----- Information -----

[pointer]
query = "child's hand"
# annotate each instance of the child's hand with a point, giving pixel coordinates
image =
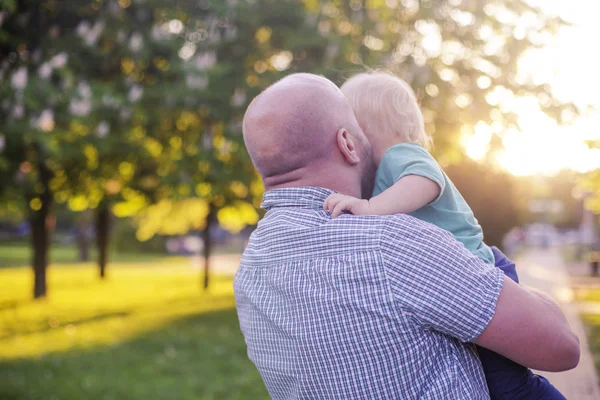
(336, 203)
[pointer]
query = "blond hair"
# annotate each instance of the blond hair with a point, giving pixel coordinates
(386, 105)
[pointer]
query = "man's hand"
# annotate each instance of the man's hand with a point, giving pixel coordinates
(336, 203)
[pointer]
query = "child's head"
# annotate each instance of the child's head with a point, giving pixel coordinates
(386, 109)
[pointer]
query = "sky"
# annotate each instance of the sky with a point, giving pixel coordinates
(570, 63)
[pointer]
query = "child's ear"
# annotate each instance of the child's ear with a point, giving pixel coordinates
(347, 146)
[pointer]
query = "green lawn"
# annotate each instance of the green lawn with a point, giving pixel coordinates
(17, 254)
(146, 333)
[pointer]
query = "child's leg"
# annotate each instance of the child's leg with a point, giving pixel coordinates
(505, 378)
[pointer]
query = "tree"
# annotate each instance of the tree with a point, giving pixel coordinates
(72, 127)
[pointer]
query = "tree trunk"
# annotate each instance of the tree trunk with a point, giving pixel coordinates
(83, 237)
(40, 239)
(41, 225)
(206, 238)
(102, 234)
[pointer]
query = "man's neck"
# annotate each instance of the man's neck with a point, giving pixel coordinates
(340, 182)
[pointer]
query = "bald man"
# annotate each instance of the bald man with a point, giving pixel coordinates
(367, 307)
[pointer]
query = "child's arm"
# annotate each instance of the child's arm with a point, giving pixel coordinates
(408, 194)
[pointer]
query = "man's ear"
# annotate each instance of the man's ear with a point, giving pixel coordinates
(347, 146)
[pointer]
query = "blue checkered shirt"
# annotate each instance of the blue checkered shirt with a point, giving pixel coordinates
(361, 307)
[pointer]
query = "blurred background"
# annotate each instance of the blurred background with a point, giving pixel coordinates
(126, 194)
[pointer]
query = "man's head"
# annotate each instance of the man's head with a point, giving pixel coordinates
(301, 131)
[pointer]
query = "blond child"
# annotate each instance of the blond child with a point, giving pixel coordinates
(410, 181)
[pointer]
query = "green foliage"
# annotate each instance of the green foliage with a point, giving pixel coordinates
(144, 334)
(142, 101)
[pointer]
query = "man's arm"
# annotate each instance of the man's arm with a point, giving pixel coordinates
(529, 328)
(449, 290)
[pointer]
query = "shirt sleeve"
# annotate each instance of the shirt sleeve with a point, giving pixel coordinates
(436, 280)
(410, 159)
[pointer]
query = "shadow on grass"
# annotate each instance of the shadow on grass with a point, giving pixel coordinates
(198, 357)
(74, 322)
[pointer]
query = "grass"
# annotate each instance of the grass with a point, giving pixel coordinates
(146, 333)
(591, 320)
(18, 254)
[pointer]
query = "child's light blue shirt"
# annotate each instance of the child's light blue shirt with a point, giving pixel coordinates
(449, 210)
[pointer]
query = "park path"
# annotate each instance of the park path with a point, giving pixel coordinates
(544, 269)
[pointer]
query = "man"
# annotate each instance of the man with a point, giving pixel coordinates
(367, 307)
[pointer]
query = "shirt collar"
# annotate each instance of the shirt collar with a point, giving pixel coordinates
(310, 197)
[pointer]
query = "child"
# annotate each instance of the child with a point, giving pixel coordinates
(410, 181)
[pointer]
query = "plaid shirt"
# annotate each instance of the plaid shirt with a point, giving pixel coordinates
(361, 307)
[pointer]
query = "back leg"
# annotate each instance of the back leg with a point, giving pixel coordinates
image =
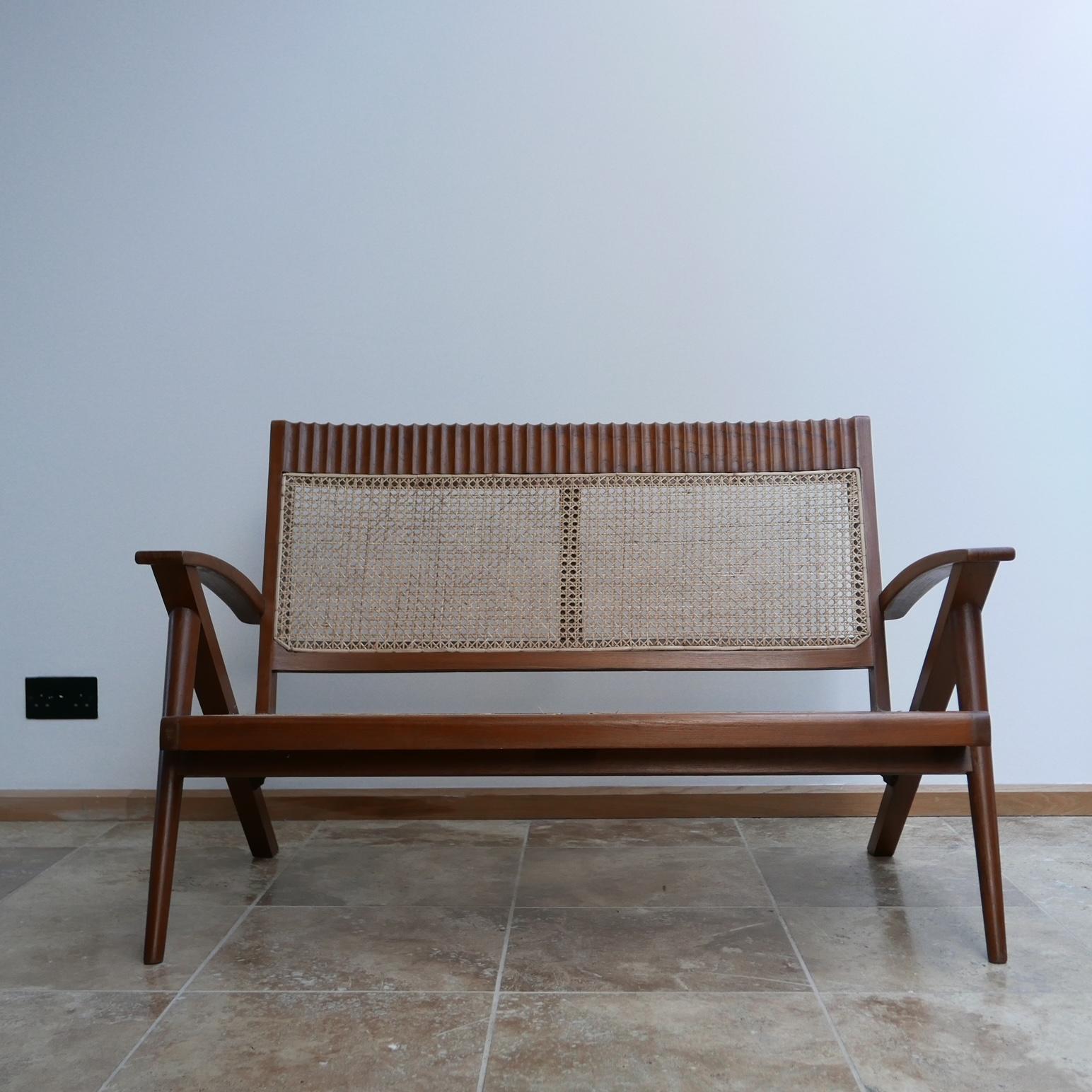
(895, 807)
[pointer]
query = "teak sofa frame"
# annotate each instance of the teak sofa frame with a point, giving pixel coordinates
(900, 747)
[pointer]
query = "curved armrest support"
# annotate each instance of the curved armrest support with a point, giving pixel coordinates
(917, 579)
(246, 602)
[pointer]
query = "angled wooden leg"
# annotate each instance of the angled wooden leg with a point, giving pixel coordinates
(168, 803)
(987, 849)
(253, 815)
(890, 819)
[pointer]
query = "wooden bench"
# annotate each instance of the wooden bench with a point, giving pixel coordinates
(574, 547)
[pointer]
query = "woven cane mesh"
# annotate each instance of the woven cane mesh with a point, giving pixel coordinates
(390, 562)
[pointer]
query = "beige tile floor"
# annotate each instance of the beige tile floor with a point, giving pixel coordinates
(661, 955)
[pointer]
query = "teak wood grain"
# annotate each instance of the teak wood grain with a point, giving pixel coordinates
(901, 747)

-----

- _Work order_:
Once the pictures are set aside, please reproduce the remaining material word for word.

- _Expected output_:
[pointer]
query = "child's hand"
# annotate each instance of the child's hand with a point, giving pixel coordinates
image =
(336, 203)
[pointer]
query = "blond hair"
# annotate each instance of the blond hair with a point, giving pixel coordinates
(386, 105)
[pointer]
query = "man's hand"
# annotate each instance of the man's hand with a point, giving pixel coordinates
(336, 203)
[pointer]
query = "child's head"
# annotate each instance of the child's head with a point, giving pixel coordinates
(386, 109)
[pointer]
query = "sky"
# annotate each instance of the sky with a point, giving pixel coordinates
(570, 63)
[pointer]
query = "child's ear"
# annotate each instance of the child's ear with a point, giving pixel coordinates
(347, 146)
[pointer]
query = "green lawn"
# annotate each instance of the green lawn with a point, giving pixel coordinates
(17, 254)
(146, 333)
[pointer]
query = "child's leg"
# annotate each instance of the child's leg with a point, giving pixel coordinates
(505, 378)
[pointer]
query = "tree"
# annotate each instance of the tree with a point, giving pixel coordinates
(72, 127)
[pointer]
query = "tree trunk"
# annotate each instance of the tree trunk with a point, giving pixel coordinates
(83, 237)
(40, 239)
(41, 225)
(206, 238)
(102, 234)
[pointer]
query = "man's neck"
# annotate each instance of the man's neck with a point, giving pixel coordinates
(340, 182)
[pointer]
query = "bald man"
# annotate each instance of the bald man with a point, giving pixel coordinates
(367, 307)
[pointer]
query = "child's arm"
# annotate each instance of the child's arm with a point, giving pixel coordinates
(408, 194)
[pointer]
query = "man's ear"
# annotate each instance of the man's ear with a point, giving pixel coordinates
(347, 146)
[pointer]
query = "blue checkered shirt"
# annotate each instance of the blue checkered shirt with a point, giving pixel coordinates
(361, 307)
[pointer]
query = "blurred background"
# annotate each instance of the blurred background with a point, giving pixel coordinates
(126, 194)
[pointer]
query = "man's head"
# annotate each instance of the man's head with a point, giving pixel coordinates
(301, 131)
[pointer]
query = "blond child"
# annotate each instance of the blond child with a point, giving pixel coordinates
(410, 181)
[pointer]
query = "green foliage"
# annotate each instance of the green foliage with a point, giving pixel coordinates
(144, 334)
(142, 101)
[pointer]
query = "man's arm"
# annotate each instance of the man's arm with a point, giving pixel coordinates
(529, 328)
(449, 290)
[pointer]
query = "shirt sleeve"
# annotate each instance of the shirt sleeve with a point, giving pixel coordinates
(436, 280)
(410, 159)
[pointer]
query = "shadow on grass"
# annotate each instance of the shadow on grass with a point, giving pixel coordinates
(198, 357)
(74, 322)
[pointer]
query = "grass"
# annotate each instance of the grass with a point, giving pixel coordinates
(146, 333)
(591, 320)
(18, 254)
[pointer]
query = "child's light blue shirt"
# annotate each instance of the child's light blue shirt with a point, giving pixel coordinates
(449, 210)
[pointer]
query = "park path"
# annotate each instance of the park path with a point, giving pixel coordinates
(544, 269)
[pointer]
query = "man"
# annotate each instance of the man with a point, giving pixel coordinates
(367, 307)
[pointer]
query = "shirt collar"
# annotate each instance of the shirt collar with a point, giving pixel coordinates
(310, 197)
[pointer]
query = "child"
# annotate each instance of the child with a point, giving pixel coordinates
(410, 181)
[pointer]
query = "plaid shirt"
# annotate each instance of the plaid shirt with a point, giving pixel coordinates
(361, 307)
[pointer]
query = "back leg"
# annotate each instance of the back leg with a point, giving pixel coordinates
image =
(895, 807)
[pointer]
query = "teak sofa frame"
# annotate each instance of the teak sofa frame with a point, giving pixel coordinates
(900, 747)
[pointer]
query = "curved armrest support"
# annotate each instance of the curved armrest support with a point, giving pixel coordinates
(917, 579)
(246, 602)
[pointer]
query = "angled wooden leg"
# annotate each instance of the angled wooden leg with a point, giving pixel coordinates
(168, 803)
(987, 849)
(253, 815)
(890, 819)
[pointer]
query = "wooden bench"
# annotate each instance of the wooden bench with a point, giving pixel coordinates
(574, 547)
[pointer]
query = "woven cane mesh"
# annotate each instance of the woven cane mesh with a point, giving pixel coordinates
(390, 562)
[pointer]
query = "beige tile floor"
# annotate each instance of the beige tile floor with a point, giving pixel coordinates
(661, 955)
[pointer]
query = "teak wood grain"
# annotate each instance of the teak wood grain with a point, giving pixel coordinates
(901, 747)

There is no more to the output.